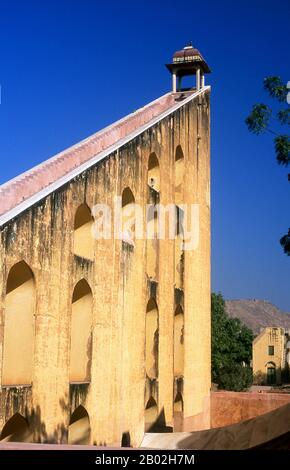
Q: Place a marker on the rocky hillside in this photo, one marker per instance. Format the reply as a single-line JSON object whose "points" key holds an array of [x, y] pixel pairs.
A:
{"points": [[257, 314]]}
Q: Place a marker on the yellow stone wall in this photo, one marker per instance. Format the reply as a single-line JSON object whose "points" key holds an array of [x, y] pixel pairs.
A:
{"points": [[261, 359], [115, 392]]}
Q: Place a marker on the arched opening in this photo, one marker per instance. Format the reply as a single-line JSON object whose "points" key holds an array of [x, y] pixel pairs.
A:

= = = = = = =

_WRITTEN EXERCISE_.
Please write out all of the material above again, requests included, shifting every x and y coordinate in the answers up by 29. Leave the pictures out.

_RESPONSE BELOW_.
Q: Place a marker on the rocky hillside in this photo, one marker per instance. Format the reply as a single-line JSON object whose "points" key holds an array of [x, y] pixel pairs.
A:
{"points": [[286, 343]]}
Q: Place a marker on the yellow stone wall in this photo, one marker per instance. Format the reply as a single-line JSON object whose "points" key holds an array of [x, y] pixel pairs.
A:
{"points": [[290, 388], [144, 421]]}
Q: Place a marker on the arched opening in this photo, one marker per instance. Format the reply as a single-line JSON object whose "points" key holds an array of [x, y] pixel pairs.
A:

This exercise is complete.